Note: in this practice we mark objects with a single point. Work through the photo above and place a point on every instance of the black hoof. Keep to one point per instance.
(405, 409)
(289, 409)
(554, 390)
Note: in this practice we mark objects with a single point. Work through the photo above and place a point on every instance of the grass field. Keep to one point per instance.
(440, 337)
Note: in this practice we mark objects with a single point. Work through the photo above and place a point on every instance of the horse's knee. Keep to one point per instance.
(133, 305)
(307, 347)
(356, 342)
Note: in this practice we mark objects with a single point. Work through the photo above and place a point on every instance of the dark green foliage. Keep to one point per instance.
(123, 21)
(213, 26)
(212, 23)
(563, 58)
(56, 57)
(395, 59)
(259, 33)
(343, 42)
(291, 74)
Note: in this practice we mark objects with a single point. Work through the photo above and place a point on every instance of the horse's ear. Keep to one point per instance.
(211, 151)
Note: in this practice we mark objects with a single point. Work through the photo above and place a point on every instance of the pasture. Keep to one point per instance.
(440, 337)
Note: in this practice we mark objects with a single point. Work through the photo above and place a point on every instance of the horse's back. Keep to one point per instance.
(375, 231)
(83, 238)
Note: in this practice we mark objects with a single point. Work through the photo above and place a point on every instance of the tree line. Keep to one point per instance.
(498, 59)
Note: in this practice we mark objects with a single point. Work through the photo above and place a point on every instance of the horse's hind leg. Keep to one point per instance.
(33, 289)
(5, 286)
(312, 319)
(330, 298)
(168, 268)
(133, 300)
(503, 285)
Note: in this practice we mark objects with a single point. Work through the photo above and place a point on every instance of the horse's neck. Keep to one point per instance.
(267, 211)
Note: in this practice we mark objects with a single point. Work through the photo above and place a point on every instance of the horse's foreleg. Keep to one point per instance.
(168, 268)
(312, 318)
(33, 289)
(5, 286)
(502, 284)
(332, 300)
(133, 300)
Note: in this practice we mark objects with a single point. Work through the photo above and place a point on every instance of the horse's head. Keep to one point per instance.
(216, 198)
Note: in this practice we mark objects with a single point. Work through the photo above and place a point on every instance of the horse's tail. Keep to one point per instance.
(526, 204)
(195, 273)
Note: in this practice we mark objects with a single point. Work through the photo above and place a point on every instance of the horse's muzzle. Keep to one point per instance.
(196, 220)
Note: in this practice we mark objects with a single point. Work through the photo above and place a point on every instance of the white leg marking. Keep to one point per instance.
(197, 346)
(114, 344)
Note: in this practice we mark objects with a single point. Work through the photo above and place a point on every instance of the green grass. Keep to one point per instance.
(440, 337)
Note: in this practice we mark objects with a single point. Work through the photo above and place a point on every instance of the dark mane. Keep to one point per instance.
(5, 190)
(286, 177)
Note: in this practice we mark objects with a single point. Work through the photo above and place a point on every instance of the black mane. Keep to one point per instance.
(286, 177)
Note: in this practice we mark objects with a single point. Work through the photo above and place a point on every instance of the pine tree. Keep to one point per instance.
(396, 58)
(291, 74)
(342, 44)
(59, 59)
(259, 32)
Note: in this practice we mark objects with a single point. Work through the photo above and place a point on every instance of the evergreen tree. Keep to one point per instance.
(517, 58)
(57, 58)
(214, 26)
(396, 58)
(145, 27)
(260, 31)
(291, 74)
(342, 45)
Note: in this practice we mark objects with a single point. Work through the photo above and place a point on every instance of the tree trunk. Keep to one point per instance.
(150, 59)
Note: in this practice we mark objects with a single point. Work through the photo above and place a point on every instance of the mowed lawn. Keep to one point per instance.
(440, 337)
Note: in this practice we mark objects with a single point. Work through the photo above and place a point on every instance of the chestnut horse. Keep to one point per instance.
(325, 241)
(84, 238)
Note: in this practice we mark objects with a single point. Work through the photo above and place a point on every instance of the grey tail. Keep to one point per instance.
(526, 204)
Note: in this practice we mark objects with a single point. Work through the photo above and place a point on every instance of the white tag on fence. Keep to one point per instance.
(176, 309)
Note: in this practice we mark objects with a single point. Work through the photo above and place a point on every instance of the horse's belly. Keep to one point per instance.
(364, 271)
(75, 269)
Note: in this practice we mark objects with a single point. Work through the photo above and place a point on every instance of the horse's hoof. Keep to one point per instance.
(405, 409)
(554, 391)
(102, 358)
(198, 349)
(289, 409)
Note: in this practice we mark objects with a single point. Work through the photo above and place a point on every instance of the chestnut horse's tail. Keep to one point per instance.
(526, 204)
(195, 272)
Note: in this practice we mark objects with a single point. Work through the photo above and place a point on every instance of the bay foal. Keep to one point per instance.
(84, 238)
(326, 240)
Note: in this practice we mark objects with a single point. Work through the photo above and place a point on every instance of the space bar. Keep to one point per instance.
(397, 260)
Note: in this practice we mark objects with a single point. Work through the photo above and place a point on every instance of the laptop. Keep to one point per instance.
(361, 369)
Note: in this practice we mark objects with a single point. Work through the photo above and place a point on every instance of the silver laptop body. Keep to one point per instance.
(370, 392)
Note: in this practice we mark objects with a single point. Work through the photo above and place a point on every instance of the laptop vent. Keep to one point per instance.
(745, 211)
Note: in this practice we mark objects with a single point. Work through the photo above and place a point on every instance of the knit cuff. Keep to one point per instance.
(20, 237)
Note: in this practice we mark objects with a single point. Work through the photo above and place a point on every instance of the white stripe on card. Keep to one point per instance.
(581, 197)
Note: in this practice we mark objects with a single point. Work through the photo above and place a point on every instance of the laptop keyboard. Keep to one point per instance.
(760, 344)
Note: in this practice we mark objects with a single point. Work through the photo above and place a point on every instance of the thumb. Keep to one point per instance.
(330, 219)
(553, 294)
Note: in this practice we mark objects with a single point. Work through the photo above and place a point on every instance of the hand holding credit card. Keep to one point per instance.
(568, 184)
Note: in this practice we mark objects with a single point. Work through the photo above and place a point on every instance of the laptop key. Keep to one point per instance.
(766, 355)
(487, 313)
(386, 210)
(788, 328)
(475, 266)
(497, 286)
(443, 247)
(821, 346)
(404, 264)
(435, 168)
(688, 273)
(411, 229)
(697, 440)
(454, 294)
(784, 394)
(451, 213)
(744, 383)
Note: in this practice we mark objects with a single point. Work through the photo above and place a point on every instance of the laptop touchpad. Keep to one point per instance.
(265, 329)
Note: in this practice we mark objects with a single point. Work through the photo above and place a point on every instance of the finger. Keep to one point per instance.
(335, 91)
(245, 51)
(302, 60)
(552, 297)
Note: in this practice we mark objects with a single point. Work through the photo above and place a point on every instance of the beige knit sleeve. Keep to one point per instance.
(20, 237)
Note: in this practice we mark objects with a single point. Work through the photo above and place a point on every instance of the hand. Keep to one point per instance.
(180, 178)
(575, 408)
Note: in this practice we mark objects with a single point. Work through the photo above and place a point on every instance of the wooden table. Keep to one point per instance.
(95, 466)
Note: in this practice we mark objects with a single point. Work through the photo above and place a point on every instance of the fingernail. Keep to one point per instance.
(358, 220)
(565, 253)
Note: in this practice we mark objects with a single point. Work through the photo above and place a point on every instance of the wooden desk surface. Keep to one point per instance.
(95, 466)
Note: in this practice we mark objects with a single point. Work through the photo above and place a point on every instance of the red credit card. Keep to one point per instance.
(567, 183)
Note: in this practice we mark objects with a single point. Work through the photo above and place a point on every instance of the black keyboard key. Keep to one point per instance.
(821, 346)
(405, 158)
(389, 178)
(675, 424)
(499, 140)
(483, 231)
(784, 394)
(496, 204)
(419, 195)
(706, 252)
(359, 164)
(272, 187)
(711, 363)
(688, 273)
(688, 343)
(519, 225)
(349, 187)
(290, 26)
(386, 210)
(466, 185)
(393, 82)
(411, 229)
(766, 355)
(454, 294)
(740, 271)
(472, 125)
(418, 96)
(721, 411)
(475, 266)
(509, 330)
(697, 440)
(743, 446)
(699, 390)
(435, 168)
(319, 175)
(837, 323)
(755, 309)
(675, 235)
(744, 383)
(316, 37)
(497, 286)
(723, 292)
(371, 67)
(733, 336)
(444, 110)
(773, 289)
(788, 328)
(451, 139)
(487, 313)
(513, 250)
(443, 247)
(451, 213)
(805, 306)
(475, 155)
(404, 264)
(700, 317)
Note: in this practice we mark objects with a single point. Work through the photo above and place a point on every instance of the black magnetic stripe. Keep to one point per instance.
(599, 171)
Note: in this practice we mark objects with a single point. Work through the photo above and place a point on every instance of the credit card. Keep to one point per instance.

» **EXERCISE TASK**:
Produce an exact copy of the lines from the one containing "stripe. Keep to one point per instance." through the last line, and of nothing else.

» **ANSWER TO THIS PROBLEM**:
Note: in this practice we mark objects with a single point. Work through the photo above and place a point on every instance of the black magnetic stripe. Keep to one point per instance.
(599, 171)
Note: in this practice we mark objects with a single point. Work through the photo above and place a point on every instance of the credit card. Keep to one point per instance.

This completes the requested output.